**What is required**.
In the passage below on reporting concerns under the Business Conduct Policy, who heads the Business Conduct organization?

**Text provided**.
● ● ● ● ● ● ●
When it comes to reporting concerns, there are helplines available that help employees as
well as outside parties to report irregularities or concerns all while maintaining anonymity. This
information is then shared on a need-to-know basis to address questions, and concerns, or
enforce the policy. This is an effort to ensure prompt enforcement and if necessary, disciplinary
action. The Business Conduct Policy is overseen by the Business Conduct organization, which is
headed by the Chief Compliance Officer who is required to provide updates to the Audit and
Finance Committee of the Board of Directors (Apple Inc., 2022). This hence creates as well as a
system of checks and balances. The company also takes whistleblower protection and is against
retaliation of employees who come forward to report unethical behavior. This is meant to ensure
that employees feel safe coming forward to report irregularities to ensure that these problems do
not fester and end up being the downfall of the organization, if employees learn to turn a blind
eye, the corporate culture can quickly be corrupted and the system in place to protect the
integrity of the company would crumble.
● ● ● ● ● ● ●
**Stored records**.
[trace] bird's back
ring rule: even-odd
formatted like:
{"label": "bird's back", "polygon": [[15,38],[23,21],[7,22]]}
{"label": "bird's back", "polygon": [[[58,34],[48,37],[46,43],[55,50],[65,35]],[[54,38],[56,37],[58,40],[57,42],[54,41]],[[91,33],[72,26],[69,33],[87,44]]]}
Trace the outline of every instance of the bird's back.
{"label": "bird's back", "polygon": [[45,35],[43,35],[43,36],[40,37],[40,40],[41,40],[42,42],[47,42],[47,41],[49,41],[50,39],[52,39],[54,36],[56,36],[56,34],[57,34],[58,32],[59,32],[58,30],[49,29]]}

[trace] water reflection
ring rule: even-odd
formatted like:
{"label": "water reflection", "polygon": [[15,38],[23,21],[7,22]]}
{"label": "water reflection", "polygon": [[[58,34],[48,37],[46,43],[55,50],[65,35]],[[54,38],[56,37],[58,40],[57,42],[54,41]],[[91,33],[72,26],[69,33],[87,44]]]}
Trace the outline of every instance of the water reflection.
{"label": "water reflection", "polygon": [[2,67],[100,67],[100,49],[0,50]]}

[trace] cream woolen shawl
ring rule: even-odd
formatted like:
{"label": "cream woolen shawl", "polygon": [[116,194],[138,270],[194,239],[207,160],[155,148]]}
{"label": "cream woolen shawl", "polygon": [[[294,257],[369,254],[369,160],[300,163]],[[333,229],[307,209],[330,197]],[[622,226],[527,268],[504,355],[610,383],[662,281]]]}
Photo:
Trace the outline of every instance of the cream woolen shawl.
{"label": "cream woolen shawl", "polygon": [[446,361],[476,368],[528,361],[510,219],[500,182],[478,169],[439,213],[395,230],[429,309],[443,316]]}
● ● ● ● ● ● ●
**Task response**.
The Chief Compliance Officer